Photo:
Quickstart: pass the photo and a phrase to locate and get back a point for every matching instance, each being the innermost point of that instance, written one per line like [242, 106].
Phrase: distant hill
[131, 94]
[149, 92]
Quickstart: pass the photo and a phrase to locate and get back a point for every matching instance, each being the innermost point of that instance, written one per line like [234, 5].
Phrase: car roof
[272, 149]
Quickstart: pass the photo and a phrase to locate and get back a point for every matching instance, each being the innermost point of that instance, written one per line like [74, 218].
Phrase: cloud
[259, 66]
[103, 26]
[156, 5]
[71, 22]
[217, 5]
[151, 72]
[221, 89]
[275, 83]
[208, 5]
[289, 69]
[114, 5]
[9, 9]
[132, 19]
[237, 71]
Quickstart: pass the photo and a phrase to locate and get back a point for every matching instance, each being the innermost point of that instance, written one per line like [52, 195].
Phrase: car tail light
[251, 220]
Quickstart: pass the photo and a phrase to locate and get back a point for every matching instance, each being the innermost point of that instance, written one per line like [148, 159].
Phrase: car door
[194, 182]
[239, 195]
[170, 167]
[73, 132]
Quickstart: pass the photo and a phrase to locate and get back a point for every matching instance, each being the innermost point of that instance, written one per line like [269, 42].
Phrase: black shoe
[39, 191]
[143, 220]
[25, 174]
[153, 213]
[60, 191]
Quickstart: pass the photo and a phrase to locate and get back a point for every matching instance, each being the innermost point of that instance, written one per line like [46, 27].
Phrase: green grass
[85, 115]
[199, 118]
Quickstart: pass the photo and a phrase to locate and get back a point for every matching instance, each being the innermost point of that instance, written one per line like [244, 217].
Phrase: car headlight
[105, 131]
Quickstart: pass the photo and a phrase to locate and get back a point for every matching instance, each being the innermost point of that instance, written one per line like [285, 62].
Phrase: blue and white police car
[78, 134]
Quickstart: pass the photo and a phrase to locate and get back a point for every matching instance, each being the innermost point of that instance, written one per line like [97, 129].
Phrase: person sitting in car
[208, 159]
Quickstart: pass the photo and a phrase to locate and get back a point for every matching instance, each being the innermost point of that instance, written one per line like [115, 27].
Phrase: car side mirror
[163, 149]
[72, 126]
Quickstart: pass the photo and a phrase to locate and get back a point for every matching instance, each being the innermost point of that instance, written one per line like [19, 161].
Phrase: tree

▶ **Instruction**
Repeat the entries from the line containing "like [19, 161]." through the end of the entries, both ends included, with no changes.

▶ **The answer**
Quickstart: pass the photo and a phrase to locate and get back a point for every matching instance, each being the innermost point of that instance, written one per line like [19, 161].
Phrase: tree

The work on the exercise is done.